### Descrição da tarefa
Reescreva em forma de lista o parágrafo do texto sobre a Lei de Segurança Online que começa com "Jeremy Wright foi o primeiro", mantendo os fatos principais.

### Trecho para revisão
A polêmica Lei de Segurança Online do Reino Unido agora é lei

A controversa Lei de Segurança Online do Reino Unido agora é oficialmente lei

Jeremy Wright foi o primeiro de cinco ministros do Reino Unido encarregados de promover a histórica legislação do governo britânico sobre a regulação da internet, o Projeto de Lei sobre Segurança Online. O atual governo do Reino Unido gosta de rotular suas iniciativas como “as melhores do mundo”, mas por um breve período em 2019 isso poderia ter sido verdade. Na época, há três primeiros ministros atrás, o projeto de lei – ou pelo menos o livro branco que serviria de base – delineou uma abordagem que reconhecia que as plataformas de mídia social já eram árbitros de fato do que era um discurso aceitável em grande parte da internet, mas que essa era uma responsabilidade que eles não necessariamente queriam e nem sempre eram capazes de assumir. Empresas de tecnologia foram criticadas por coisas que deixaram passar, mas também, por defensores da liberdade de expressão, por coisas que tiraram do ar. “Houve uma espécie de percepção emergente de que a autorregulação não seria viável por muito mais tempo”, diz Wright. “E, portanto, os governos precisavam se envolver.”

### Material fornecido
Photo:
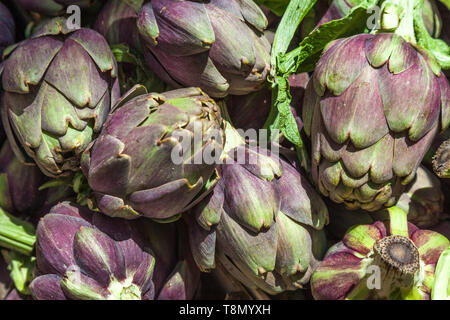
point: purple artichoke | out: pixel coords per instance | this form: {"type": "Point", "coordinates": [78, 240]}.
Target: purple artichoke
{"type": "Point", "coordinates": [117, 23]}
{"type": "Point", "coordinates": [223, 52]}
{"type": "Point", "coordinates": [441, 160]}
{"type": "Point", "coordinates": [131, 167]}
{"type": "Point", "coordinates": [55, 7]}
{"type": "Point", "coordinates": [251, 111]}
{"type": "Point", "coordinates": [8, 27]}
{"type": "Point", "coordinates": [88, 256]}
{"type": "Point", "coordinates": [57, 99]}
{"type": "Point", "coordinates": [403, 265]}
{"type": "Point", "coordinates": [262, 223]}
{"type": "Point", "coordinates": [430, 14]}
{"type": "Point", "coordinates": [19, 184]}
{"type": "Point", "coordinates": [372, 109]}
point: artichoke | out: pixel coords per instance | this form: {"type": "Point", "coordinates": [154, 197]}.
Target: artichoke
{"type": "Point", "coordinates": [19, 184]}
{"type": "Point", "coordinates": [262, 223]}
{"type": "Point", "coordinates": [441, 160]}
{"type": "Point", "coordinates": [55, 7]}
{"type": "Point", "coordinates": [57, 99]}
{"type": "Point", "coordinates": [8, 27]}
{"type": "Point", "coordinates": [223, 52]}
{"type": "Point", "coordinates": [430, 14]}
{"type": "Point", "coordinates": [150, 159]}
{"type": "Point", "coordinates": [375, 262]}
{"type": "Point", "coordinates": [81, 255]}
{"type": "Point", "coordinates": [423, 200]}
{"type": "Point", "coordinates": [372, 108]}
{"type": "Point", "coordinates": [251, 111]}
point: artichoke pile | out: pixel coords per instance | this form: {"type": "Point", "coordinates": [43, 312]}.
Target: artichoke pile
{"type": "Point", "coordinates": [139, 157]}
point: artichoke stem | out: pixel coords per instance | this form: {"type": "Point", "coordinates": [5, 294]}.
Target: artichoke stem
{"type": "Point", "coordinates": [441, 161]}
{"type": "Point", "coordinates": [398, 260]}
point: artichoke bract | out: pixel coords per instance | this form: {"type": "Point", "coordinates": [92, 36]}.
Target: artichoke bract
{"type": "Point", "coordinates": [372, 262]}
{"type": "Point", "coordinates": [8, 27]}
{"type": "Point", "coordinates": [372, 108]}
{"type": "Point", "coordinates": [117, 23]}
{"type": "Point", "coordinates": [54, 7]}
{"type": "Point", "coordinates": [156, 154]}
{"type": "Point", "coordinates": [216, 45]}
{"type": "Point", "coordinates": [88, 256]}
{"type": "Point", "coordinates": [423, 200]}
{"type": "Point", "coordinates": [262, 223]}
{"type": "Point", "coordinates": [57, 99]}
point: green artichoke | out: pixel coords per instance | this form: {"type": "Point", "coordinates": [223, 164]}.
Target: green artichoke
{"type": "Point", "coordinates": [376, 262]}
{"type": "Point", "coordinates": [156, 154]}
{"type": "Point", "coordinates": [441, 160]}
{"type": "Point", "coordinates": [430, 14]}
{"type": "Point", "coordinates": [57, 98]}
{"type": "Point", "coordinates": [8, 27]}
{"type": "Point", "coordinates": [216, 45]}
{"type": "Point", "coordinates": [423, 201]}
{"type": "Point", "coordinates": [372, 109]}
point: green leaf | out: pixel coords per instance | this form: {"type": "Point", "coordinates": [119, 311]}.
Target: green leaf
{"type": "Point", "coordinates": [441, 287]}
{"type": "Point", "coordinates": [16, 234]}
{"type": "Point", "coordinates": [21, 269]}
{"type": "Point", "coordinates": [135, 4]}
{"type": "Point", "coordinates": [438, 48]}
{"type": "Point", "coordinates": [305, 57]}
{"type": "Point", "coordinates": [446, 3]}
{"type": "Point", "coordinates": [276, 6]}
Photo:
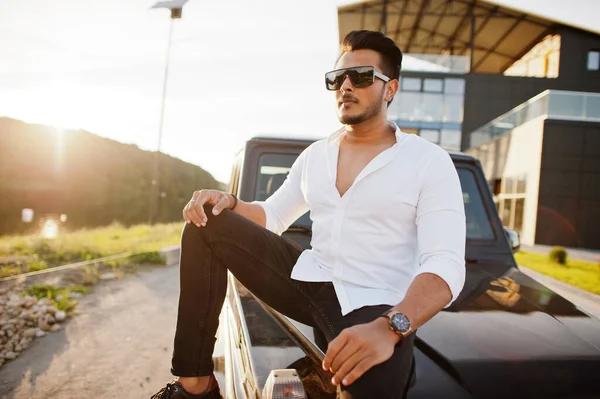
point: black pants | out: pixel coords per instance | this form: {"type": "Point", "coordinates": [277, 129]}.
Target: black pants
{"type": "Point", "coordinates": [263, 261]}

### Solução do problema
- Jeremy Wright foi o primeiro de cinco ministros do Reino Unido encarregados de promover o Projeto de Lei sobre Segurança Online, a legislação do governo britânico sobre a regulação da internet.
- O governo gosta de chamar suas iniciativas de "as melhores do mundo". Por um breve período em 2019, isso poderia ter sido verdade.
- Naquela época, três primeiros-ministros atrás, o projeto, ou o livro branco que lhe serviria de base, reconhecia que as plataformas de mídia social já decidiam na prática o que era discurso aceitável em grande parte da internet. Era uma responsabilidade que elas não necessariamente queriam e nem sempre conseguiam assumir.
- As empresas de tecnologia eram criticadas pelo que deixavam passar e também, por defensores da liberdade de expressão, pelo que tiravam do ar.
- Segundo Wright, surgiu a percepção de que a autorregulação não seria viável por muito mais tempo e de que os governos precisavam se envolver.